CONSIGNES:
(a) D'après le passage sur le français des journalistes, de quel mois et de quelle année datent les propos rapportés ?
(b) Poursuivez le passage sur le français des journalistes en reprenant après sa dernière phrase.

Ici je rendais, au passage, un hommage appuyé à un jeune et courageux confrère journaliste brutalement décédé en Syrie, ce qui date assez précisément mes propos de février 2013.
Quoi qu'il en soit, ces considérations me paraissent suffisamment intemporelles, et pertinentes oserai-je ajouter, que pour être publiées dans une chronique du français actuel, bien mal en point...
A François et Anne.
Merci à l'un et l'autre pour vos roboratives interventions.
Sentez-vous comme moi, autour de nos échanges, ce silence prudent ou perplexe des journalistes francophones, groupe auquel nous appartenons, tous "linkedinés" à l'anglaise que nous sommes? L'observation des faits doit-elle aller de pair avec un silence complice?

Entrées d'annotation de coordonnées
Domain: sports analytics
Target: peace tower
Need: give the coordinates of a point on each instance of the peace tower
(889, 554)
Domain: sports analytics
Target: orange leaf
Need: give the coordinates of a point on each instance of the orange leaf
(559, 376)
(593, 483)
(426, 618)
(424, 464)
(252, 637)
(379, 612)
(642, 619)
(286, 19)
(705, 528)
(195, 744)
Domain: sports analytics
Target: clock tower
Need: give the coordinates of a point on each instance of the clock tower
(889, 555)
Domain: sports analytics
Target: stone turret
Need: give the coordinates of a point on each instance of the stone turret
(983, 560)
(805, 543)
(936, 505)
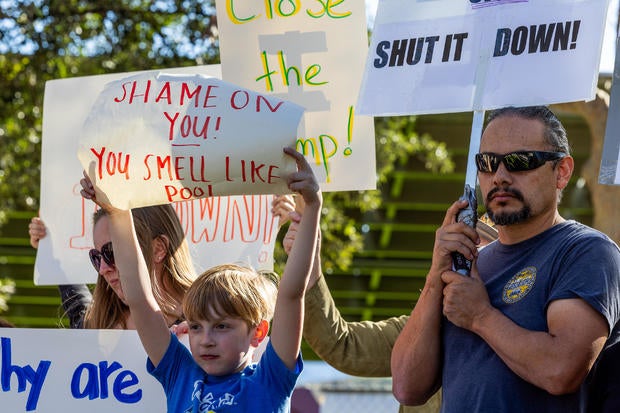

RÉPONSES:
(a) Février 2013.

(b)
Nos petits combats quotidiens contre l'approximation, la bêtise, l'ineptie véhiculées par ces abus de langage répétitifs, que nous dessoudons ici avec une délectation de tontons flingueurs, pourraient certes sembler bien dérisoires, voire mesquins, passéistes et inutiles. Et pourtant...
Au moment même où je commençais à rédiger cette réponse, une brève du Nouvel Observateur est apparue sur mon écran, informant du décès à 38 ans à peine, en Syrie, suite à ses blessures de guerre, du reporter-photographe français Olivier Voisin.
Je ne puis m'empêcher dès lors, non seulement d'avoir une pensée émue pour cet homme qui est allé avec courage au bout de son combat professionnel - à l’Ecole de journalisme déjà, les grands correspondants de guerre avaient toute mon admiration et il en est résulté un mémoire sur "L'événement-guerre" -; mais aussi d'oser un rapprochement qui ne choquera pas, j'espère, eu égard à ces circonstances dramatiques.
C'est que, pour bien informer, il n'y a pas de grand ou de petit combat qui ne vaille.
Si on doit lutter contre la barbarie, on peut dans le même temps lutter contre le barbarisme... Si ce n'est que, dans le second cas, on n'encourt guère que le risque du ridicule. Assumons-le donc.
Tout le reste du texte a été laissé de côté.